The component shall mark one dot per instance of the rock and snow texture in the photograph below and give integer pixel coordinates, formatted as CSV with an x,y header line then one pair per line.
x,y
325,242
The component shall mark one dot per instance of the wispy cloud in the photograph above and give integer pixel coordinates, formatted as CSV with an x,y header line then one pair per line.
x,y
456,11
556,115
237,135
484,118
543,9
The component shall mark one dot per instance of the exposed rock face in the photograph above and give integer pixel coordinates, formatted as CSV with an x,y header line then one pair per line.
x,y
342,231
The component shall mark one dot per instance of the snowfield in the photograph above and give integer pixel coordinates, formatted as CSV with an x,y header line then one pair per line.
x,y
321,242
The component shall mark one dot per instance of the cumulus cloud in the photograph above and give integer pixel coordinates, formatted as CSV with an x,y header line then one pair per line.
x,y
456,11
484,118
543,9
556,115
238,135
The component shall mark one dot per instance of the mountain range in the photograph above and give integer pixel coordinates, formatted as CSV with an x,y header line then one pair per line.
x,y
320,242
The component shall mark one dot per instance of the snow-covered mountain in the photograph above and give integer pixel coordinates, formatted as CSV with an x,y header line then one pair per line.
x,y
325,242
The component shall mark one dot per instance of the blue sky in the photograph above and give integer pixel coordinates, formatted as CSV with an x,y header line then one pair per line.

□ □ □ □ □ □ □

_Exercise brief_
Rescale the items from the line that contains "The component shall mark one dot per instance of the cumulus" through the end of the items, reproducing every line, including the requests. Multiply each pixel coordinate in the answers by 2.15 and round it to a whole number, with halves rounded up.

_Result for this task_
The component shall mark one dot per instance of the cumulus cloud in the photograph above and give integer pixel coordinates, formatted as CSV with an x,y header line then one pair per line.
x,y
980,24
1041,254
1167,19
1195,247
512,290
The component shall mark one dot per instance of the mountain range in the photograph above and give integer pixel coordinates, formatted as CSV with an x,y header line then one pair per line.
x,y
688,520
The component shall mark one dot per instance of the snow-covered mountain in the photograph above and give integer pixel coordinates, formatted as CSV with an x,y header line then one pair per line.
x,y
699,520
The component shall mark one dot per instance of the blue sky in the photograph above and give integer pixel coordinates, formatted as CSV with an x,y header line then one pair per line.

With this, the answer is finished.